The American Clinical Laboratory Association (ACLA) said member labs have borne witness to “a steady increase” in the volume of orders for testing for the COVID-19 pandemic in recent weeks, but that the volume of orders is expected to jump significantly in the weeks ahead. ACLA President Julie Khani said member labs expanded their testing volumes between early April and June 27, from roughly 100,000 tests per day to triple that amount. Khani said, “the reality of this ongoing global pandemic is that testing supplies are limited,” and that ACLA is “in active conversations with the administration and supply partners about ways to address” the resurgent strain on supply chains.

The U.S. Centers for Medicare and Medicaid Services said the update for the calendar year 2021 home health fee schedule will make permanent an expanded coverage for telehealth initially undertaken in response to the COVID-19 pandemic. The agency said the coverage change assumes the telecommunication technology is related to the skilled services being furnished and is outlined in the patient’s plan of care. Such telehealth encounters cannot be used to substitute for an in-person home visit that is part of the patient’s plan of care, however.

Data for review =
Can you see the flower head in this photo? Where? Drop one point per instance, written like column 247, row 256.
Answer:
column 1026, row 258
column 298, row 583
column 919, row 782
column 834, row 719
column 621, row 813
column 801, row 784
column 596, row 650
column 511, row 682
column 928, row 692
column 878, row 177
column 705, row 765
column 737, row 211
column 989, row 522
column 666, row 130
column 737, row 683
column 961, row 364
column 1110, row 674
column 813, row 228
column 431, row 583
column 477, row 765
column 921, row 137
--
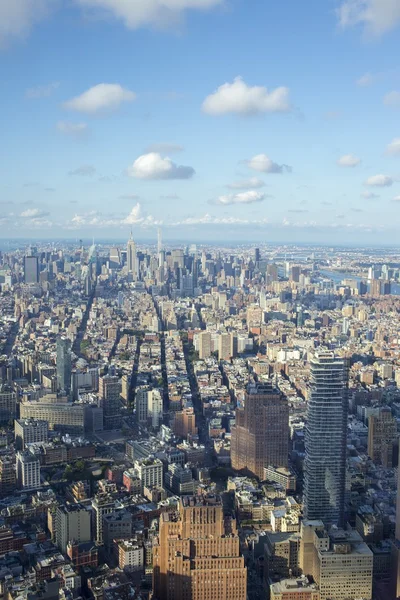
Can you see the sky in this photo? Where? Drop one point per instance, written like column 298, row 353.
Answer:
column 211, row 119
==
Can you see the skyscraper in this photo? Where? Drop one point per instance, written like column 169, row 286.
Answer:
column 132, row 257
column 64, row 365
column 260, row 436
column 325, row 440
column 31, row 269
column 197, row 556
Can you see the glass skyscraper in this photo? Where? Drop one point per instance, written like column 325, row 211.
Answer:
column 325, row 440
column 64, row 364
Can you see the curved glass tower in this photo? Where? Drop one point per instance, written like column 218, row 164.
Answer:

Exercise =
Continue the news briefs about COVID-19 lab testing and Medicare home health telehealth coverage, starting after their last sentence.

Expected output =
Reps. Mikie Sherrill (D-N.J.) and Kevin Hern (R-Okla.) announced the Protect Telehealth Access Act of 2020, which the duo said removes the requirement that a beneficiary receiving telehealth services must be located in a rural area or an area designated as a health professional shortage area. Sherrill said, “we’ve seen the benefits of expanded telehealth services during the COVID-19 pandemic and the importance of making sure access to care is available if patients have to stay at home,” adding, “that value won’t go away when the pandemic ends. I’m working with Representative Hern to ensure Medicare beneficiaries do not lose access to these important services.” Hern said Americans became reliant on telehealth “almost overnight” earlier this year, adding that such services “will be necessary long after coronavirus is neutralized.” He said coverage for telehealth is “a bipartisan priority.”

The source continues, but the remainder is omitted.